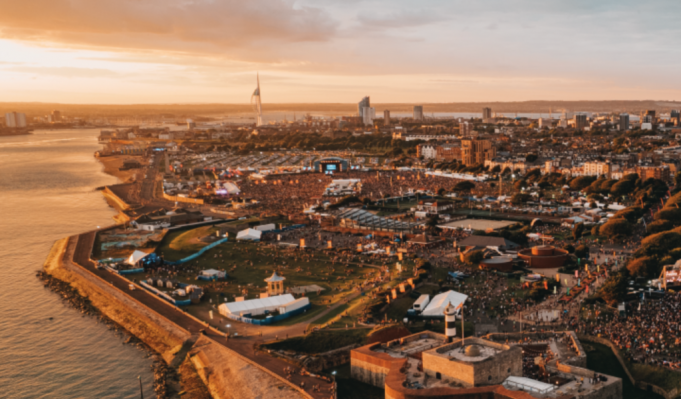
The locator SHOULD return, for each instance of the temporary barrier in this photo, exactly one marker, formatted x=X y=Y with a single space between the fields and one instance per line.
x=130 y=271
x=165 y=296
x=201 y=252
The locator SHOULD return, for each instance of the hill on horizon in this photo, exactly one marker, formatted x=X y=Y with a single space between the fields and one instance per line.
x=185 y=110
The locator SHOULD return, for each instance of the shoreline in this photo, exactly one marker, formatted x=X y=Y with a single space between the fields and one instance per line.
x=206 y=366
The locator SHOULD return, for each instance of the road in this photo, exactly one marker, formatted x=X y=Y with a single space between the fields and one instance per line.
x=243 y=346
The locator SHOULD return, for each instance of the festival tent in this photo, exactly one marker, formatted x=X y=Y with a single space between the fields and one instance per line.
x=231 y=188
x=249 y=234
x=136 y=257
x=266 y=227
x=437 y=305
x=255 y=307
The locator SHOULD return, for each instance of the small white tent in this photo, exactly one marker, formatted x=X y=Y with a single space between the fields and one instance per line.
x=136 y=257
x=437 y=305
x=255 y=307
x=249 y=234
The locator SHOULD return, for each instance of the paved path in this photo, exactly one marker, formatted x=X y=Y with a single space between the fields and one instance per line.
x=243 y=346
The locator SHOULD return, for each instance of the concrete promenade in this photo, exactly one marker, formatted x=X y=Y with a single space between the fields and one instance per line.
x=243 y=346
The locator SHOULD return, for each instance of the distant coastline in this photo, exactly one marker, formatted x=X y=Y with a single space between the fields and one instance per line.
x=15 y=132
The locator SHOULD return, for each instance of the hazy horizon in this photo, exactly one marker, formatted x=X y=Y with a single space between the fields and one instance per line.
x=331 y=51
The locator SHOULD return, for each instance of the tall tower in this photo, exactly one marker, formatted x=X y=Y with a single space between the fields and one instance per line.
x=450 y=322
x=255 y=101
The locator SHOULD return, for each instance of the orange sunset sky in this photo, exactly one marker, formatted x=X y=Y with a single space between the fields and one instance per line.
x=201 y=51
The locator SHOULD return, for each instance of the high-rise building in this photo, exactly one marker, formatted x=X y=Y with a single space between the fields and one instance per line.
x=624 y=122
x=368 y=115
x=596 y=169
x=256 y=102
x=464 y=128
x=418 y=112
x=580 y=121
x=365 y=103
x=477 y=151
x=15 y=119
x=486 y=113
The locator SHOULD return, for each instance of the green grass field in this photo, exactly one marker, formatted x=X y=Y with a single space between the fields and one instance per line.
x=349 y=388
x=249 y=263
x=322 y=341
x=180 y=244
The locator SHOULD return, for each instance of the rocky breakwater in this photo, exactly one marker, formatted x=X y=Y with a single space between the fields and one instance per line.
x=164 y=376
x=96 y=300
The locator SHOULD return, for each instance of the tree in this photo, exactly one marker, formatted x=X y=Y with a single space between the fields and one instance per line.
x=577 y=231
x=615 y=287
x=640 y=267
x=582 y=251
x=659 y=244
x=673 y=215
x=581 y=182
x=464 y=186
x=594 y=230
x=520 y=198
x=473 y=257
x=659 y=226
x=632 y=214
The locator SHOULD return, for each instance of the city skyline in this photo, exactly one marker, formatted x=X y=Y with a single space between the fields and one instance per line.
x=177 y=52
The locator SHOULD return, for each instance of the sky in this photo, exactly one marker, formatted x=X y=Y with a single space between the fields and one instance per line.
x=337 y=51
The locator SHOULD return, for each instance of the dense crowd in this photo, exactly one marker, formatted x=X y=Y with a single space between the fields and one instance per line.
x=649 y=334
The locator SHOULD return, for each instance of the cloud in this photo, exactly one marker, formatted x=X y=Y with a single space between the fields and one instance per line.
x=192 y=26
x=66 y=72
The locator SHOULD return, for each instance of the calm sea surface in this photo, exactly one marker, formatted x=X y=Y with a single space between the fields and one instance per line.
x=47 y=183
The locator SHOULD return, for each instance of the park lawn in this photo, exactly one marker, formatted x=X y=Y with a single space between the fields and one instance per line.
x=333 y=313
x=398 y=308
x=601 y=359
x=177 y=245
x=321 y=341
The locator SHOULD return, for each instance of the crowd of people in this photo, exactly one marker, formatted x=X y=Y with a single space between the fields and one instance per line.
x=648 y=334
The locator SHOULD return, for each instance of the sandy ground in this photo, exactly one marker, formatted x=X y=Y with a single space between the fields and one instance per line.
x=113 y=163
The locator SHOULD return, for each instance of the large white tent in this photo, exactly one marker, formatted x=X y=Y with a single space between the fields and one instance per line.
x=266 y=227
x=255 y=307
x=232 y=188
x=437 y=305
x=136 y=257
x=249 y=234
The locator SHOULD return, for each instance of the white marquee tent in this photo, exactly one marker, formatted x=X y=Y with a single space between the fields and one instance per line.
x=437 y=305
x=255 y=307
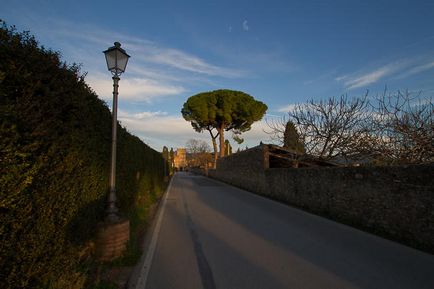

------------------------------------------------

### Task details
Collect every line in the records above that contains the word "coastline", and copy each such line in full.

### Response
The locator SHOULD return, for each instance of the distant coastline in this photo, exactly one marker, formatted x=X y=Y with a single space between the fields and one instance per line.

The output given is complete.